What is asked
Count the lines in the rows below that contain the string "white", treating uppercase and lowercase as different. Reply with only that number.

Source data
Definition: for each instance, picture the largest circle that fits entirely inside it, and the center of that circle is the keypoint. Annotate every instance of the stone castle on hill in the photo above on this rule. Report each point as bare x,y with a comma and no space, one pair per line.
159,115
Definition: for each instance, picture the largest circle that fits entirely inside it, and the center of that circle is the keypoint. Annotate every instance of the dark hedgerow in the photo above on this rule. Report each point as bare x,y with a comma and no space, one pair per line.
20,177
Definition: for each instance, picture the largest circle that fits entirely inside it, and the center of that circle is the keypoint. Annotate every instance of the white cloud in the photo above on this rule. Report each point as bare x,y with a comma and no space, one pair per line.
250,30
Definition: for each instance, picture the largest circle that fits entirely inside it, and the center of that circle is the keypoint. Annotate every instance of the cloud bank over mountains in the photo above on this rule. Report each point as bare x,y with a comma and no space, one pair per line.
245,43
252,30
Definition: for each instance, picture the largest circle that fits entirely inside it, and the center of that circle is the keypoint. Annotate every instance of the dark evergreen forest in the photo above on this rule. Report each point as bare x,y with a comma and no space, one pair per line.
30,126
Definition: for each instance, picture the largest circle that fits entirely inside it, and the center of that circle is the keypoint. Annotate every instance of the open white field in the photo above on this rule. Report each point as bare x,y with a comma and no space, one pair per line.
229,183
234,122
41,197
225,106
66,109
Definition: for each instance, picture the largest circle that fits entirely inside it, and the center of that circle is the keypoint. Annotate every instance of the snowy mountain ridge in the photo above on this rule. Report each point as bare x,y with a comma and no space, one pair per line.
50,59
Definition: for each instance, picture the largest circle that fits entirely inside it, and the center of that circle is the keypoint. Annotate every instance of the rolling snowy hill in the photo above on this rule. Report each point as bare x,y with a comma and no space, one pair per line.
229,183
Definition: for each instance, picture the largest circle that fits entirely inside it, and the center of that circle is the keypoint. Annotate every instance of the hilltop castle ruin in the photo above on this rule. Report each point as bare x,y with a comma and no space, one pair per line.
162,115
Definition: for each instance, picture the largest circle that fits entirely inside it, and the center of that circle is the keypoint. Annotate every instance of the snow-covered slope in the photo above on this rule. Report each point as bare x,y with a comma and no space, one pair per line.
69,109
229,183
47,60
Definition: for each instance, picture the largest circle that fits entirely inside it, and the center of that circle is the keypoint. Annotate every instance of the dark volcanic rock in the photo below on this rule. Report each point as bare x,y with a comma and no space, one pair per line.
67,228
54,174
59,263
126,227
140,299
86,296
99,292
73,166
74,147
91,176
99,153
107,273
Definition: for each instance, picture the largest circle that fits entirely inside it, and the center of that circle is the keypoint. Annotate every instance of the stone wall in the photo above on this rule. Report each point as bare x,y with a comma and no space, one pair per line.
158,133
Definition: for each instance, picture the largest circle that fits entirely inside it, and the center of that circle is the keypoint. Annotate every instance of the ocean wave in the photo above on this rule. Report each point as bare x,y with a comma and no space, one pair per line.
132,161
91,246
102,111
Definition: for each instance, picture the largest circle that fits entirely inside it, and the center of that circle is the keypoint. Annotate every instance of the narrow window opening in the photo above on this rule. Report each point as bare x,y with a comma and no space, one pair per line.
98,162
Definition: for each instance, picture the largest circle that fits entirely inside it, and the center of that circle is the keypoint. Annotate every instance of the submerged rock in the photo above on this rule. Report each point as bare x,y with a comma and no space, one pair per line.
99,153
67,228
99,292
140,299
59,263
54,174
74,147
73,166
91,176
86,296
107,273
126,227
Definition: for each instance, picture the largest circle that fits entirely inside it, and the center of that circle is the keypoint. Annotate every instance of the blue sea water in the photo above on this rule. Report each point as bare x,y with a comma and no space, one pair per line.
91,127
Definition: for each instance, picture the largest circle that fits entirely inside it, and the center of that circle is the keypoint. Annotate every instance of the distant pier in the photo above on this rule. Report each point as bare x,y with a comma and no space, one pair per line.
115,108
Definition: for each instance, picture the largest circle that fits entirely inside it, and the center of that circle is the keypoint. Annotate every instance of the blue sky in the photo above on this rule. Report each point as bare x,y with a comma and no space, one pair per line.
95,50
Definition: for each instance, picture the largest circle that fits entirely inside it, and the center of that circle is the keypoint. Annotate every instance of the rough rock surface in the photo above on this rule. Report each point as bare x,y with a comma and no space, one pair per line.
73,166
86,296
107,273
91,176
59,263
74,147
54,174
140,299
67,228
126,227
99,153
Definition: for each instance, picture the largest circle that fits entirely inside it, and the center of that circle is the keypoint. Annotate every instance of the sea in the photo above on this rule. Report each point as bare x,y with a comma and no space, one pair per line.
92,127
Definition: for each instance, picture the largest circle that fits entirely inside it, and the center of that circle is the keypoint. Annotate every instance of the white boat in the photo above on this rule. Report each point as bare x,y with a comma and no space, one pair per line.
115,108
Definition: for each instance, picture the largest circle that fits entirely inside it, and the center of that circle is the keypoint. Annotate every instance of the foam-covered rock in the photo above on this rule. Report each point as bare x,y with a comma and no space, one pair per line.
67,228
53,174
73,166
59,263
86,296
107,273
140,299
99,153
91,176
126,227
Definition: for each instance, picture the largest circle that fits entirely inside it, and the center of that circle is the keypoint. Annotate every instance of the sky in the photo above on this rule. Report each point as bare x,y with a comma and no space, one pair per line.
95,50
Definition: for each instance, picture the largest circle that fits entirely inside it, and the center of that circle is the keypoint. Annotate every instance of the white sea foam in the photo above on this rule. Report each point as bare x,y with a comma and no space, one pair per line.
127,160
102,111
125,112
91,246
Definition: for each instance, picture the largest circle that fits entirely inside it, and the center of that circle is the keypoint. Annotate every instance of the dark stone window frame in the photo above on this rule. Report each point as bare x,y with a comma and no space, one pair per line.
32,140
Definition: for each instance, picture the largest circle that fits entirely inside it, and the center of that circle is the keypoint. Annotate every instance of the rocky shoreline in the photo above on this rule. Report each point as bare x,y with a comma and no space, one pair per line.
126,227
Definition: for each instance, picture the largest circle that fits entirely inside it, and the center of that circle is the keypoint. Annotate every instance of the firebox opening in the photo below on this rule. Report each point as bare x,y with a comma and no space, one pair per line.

* * *

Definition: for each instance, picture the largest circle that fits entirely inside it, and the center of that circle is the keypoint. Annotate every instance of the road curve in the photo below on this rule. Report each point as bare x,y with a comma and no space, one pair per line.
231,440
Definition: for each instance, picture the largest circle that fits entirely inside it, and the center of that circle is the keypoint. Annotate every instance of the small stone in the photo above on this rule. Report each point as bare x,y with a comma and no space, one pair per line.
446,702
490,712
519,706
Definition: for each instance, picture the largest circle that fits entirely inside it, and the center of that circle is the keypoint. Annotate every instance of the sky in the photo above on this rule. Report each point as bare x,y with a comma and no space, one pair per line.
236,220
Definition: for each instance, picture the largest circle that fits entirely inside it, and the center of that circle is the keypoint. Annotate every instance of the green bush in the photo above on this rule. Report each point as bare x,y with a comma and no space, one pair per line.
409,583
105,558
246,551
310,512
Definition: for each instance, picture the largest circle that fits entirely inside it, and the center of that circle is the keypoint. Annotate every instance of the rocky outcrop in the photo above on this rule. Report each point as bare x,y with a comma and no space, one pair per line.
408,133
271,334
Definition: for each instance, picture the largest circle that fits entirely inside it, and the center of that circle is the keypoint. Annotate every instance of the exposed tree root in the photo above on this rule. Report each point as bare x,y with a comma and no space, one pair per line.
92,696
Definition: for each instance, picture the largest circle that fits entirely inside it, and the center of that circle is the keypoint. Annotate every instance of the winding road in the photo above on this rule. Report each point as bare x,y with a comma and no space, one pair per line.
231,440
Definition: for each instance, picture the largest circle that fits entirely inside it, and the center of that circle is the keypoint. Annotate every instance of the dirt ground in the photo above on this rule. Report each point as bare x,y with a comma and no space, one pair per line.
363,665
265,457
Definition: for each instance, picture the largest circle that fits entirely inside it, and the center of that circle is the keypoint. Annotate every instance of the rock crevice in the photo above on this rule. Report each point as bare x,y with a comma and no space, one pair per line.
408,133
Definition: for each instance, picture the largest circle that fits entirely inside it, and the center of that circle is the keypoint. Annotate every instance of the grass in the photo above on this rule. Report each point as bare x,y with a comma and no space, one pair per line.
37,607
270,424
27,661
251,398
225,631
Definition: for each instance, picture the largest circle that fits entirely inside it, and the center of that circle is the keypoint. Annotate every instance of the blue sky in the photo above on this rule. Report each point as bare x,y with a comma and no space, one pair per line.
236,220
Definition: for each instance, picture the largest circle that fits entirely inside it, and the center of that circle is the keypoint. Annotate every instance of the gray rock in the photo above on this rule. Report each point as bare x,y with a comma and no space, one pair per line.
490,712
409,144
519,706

Answer to this task
4